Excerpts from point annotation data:

# # # # # # #

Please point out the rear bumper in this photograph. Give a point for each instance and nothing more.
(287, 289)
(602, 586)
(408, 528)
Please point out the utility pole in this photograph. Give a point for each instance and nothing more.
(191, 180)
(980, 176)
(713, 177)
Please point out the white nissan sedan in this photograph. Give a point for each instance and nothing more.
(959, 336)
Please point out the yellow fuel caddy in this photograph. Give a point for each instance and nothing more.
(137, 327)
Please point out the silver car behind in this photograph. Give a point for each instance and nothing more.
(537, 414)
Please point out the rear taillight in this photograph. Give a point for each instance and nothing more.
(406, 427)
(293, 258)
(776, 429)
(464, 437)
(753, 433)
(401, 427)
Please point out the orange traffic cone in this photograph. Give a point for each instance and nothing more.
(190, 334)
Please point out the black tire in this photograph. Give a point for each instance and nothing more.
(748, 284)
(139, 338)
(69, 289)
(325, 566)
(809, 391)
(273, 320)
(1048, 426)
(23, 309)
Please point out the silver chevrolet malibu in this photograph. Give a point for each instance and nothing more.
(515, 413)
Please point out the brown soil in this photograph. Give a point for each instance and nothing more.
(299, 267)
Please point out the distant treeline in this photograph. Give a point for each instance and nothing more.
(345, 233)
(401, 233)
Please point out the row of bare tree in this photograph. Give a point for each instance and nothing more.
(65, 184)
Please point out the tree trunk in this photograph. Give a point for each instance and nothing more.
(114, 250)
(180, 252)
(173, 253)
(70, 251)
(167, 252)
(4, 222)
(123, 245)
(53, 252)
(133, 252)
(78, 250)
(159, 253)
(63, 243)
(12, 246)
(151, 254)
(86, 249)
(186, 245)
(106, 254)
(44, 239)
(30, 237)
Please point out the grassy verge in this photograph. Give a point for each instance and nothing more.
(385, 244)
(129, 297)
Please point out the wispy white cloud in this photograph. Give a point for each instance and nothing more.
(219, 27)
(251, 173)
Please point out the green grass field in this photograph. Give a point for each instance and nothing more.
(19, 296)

# # # # # # #

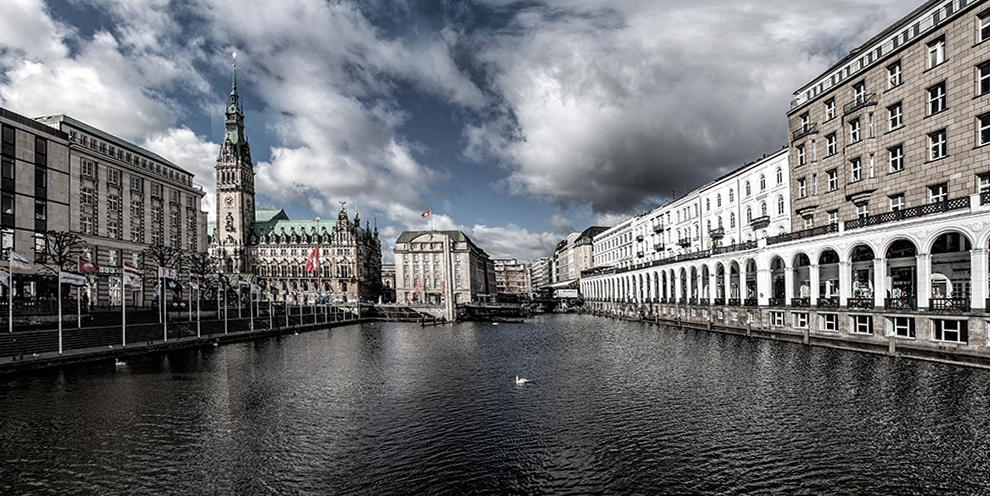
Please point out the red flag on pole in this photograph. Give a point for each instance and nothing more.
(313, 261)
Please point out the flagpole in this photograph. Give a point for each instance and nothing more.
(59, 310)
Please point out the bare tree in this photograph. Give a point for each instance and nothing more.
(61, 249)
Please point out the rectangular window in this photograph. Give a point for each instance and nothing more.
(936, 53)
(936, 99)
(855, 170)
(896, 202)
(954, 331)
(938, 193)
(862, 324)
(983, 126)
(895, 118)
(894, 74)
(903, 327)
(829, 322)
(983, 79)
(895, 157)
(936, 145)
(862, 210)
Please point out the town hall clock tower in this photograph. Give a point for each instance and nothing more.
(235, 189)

# # # # # # #

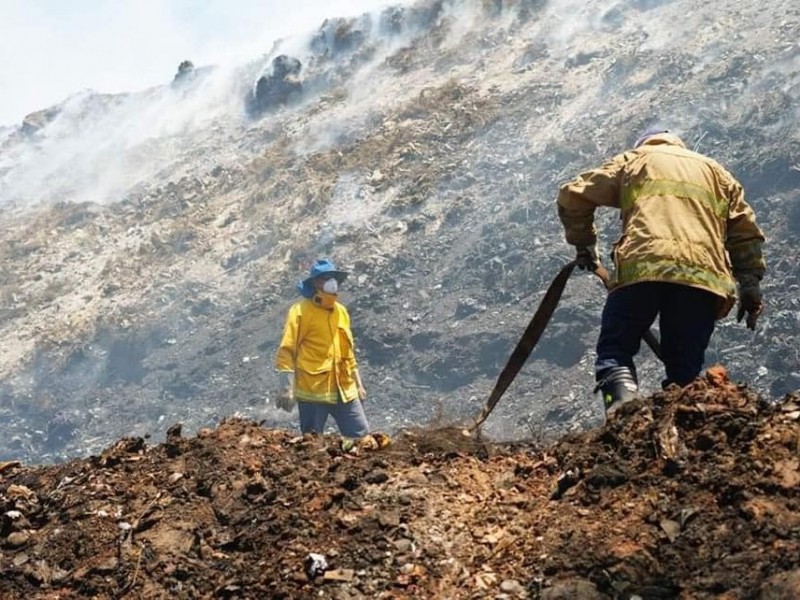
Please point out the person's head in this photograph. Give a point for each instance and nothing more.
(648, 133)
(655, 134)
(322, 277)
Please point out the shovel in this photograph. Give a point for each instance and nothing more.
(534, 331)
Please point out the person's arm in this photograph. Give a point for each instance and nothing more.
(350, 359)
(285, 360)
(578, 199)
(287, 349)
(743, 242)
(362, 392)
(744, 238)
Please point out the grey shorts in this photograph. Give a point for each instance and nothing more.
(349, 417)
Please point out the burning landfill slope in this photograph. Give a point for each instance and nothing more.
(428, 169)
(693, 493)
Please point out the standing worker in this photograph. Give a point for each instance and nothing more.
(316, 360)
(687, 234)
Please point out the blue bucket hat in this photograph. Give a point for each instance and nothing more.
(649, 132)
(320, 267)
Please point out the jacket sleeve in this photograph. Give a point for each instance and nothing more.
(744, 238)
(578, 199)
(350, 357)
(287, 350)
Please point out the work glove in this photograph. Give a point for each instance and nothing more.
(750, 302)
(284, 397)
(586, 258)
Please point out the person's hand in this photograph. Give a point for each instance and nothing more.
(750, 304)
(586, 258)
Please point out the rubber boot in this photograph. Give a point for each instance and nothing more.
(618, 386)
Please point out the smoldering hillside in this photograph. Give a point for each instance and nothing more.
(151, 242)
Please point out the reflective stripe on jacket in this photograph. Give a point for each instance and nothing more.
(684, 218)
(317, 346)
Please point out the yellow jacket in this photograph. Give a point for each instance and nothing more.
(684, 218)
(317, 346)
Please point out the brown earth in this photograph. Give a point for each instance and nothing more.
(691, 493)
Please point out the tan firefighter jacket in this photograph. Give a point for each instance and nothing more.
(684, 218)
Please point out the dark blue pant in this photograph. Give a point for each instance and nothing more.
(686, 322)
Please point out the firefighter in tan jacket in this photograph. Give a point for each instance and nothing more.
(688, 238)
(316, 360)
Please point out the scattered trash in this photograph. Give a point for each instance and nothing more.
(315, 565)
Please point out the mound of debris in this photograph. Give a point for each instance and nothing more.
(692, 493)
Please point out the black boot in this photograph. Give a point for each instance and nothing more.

# # # # # # #

**The exercise:**
Pick out every line in the records above that contains the word "rear", and copy each one.

**Task answer:**
Please point out the rear bumper in this photograph. Give a point for each instance and nothing more.
Please point out the rear taillight in this photograph. Give a point for each instance and nothing more.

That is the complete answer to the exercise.